- _Task statement_: Return the stretch from the line containing "Where can you spot the cabinet" through the end of the material below, with every line unchanged.

- _Records to use_:
-=-=-=-=-

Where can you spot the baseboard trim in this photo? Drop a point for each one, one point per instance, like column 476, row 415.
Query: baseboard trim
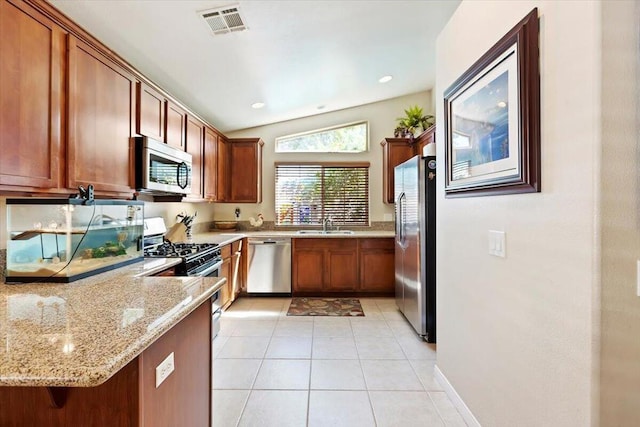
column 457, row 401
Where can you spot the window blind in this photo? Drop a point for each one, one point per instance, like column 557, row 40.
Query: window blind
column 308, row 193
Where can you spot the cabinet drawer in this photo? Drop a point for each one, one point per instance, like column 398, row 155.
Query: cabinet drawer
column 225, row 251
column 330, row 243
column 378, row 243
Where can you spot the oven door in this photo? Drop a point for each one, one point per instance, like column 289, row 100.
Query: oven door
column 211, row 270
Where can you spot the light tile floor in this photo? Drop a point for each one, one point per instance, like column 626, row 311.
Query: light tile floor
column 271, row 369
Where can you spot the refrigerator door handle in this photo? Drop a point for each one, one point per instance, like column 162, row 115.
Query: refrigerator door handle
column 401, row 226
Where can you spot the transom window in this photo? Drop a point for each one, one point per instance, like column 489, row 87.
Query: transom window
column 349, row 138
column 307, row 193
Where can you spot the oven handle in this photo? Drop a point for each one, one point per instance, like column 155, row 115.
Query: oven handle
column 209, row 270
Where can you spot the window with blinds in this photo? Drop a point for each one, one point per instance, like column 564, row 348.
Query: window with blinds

-=-=-=-=-

- _Completed exercise_:
Where can you spot the cabinet drawer in this photo? Drop a point for each one, one point per instance, like column 398, row 155.
Query: cabinet drawer
column 225, row 251
column 330, row 243
column 378, row 243
Where can you spot the oven door in this photo? Drop a point for each one, one point per instance, like column 289, row 100.
Query: oven door
column 211, row 270
Where can you spot the light tile floor in this photo? Drop a point for each one, one point per instance, like column 626, row 311.
Query: light tile floor
column 271, row 369
Where can you spot the refrigerator door handle in this photo? Drop a point for each one, one point per instance, like column 162, row 115.
Query: refrigerator door handle
column 401, row 226
Where can you spot the transom window in this photo? Drop a point for each one, one point per instance, like column 489, row 87.
Query: transom window
column 349, row 138
column 307, row 193
Where can you spot the oven handle in this photo? Drop a point for each one, one point per instance, like column 155, row 115.
Query: oven handle
column 209, row 270
Where can you spot the window with blinds in this photo? Drop a point for each one, one point per instance, like column 564, row 348.
Query: window with blinds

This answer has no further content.